Pisani et Piotet distinguent relation et flux :

  • Les réseaux sociaux matérialisent les relations entre individus mais pas l’ensemble des flux de différentes natures qui peuvent s’établir entre eux.
  • Cela reprend l’affirmation « La carte n’est pas le territoire » d’Alfred Korzybski abondamment reprise et transposée (cf ce, comme toujours très bon, article d’internet actu sur le sujet) . La carte n’est qu’une représentation. Elle ne porte pas l’ensemble des caractéristiques du territoire ni celles des activités qui la modifient sans cesse. Les réseaux sociaux ne sont que des cartes, partielles et unidimensionnelles de vrais réseaux sociaux beaucoup plus riches et multidimensionnels existant dans la vie réelle. Tant que la nécessité d’interconnecter les différents réseaux sociaux ne sera pas comprise, la carte n’atteindra jamais le territoire.

Pisani et Piotet introduisent une réflexion sur la prochaine génération d’innovation sur internet (le « Web3.0″). Cela me donne l’opportunité de les croiser avec mes réflexions :

  • Le web sémantique et le web social
    • un web ou l’hypertexte (des liens entre des documents) sera remplacé par des graphes modélisant les relations entre des objets et manipulable par des ordinateurs. Le « Global Giant Graph » selon l’expression de Tim Berners-Lee pour remplacer le « World Wide Web ».
    • Mark Zuckerberg, le fondateur de Facebook, propose un concept similaire, le « Social Graph » qui relie l’ensemble des information sur la base des relations aux personnes.
    • Pour chercher de l’information, il faut chercher les personnes qui détiennent cette information. C’est l’une des leçons de l’échec du Knowledge Management (cf un de mes billet).
  • Un nouveau monde de données :
    • La multiplication des devices et capteurs multiplie les données mais les enrichissent aussi par ailleurs (geolocalisation, statut de présence, lifestream, flux RSS d’activité (activity feeds de Facebook,…)
    • Données qui peuvent être sémantisées (formatées dans des formats portables et compréhensible entre machines – par exemple des microformats)
    • Derrière cela se profile une nouvelle ère d’intelligence des données. Les données seront tellement exhaustives (en terme de couverture de la population totale) et complète que l’on sera plus proche de la réalité que d’une étude statistique. Google préfigure ce mouvement. Pisani & Piotet rapportent que « (Google a) gagné une compétition de traduction automatique du chinois à l’anglais et de l’arabe à l’anglais organisée par la DARPA, (Defense Advanced Research Projects Agency), l’agence du Pentagone pour la recherche. Or, aucun spécialiste du chinois ou de l’arabe ne travaille sur ce projet. Ils n’ont même pas de nouveaux algorithmes. Ils ont simplement plus de données. Ce qui ne marche pas quand les bases de données ont des millions de mots marche vraiment bien quand elles en ont des milliards ». L’autre exemple, et il implique encore Google, c’est Ad Planner un outil d’analyse et de planification de campagne web. La seule différence entre l’outil de Google et celui de ses compétiteurs c’est l’échantillonnage. Celui de Google est à la mesure du marché total adressé (cf article).

Consignes: Quels sont, en deux phrases, les points essentiels de l'extrait ci-dessus sur les réseaux sociaux et le Web 3.0 ?

Données fournies:
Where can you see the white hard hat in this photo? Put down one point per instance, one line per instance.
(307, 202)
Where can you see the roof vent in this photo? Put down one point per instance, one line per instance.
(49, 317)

Résultat: Pisani et Piotet distinguent les relations, que les réseaux sociaux matérialisent, des flux qui s'établissent entre les individus : ces réseaux ne sont que des cartes partielles et unidimensionnelles de réseaux sociaux réels beaucoup plus riches. L'extrait évoque aussi le « Web3.0 », où l'hypertexte sera remplacé par des graphes modélisant les relations entre des objets, et où la multiplication des données annonce une nouvelle ère d'intelligence des données que Google préfigure.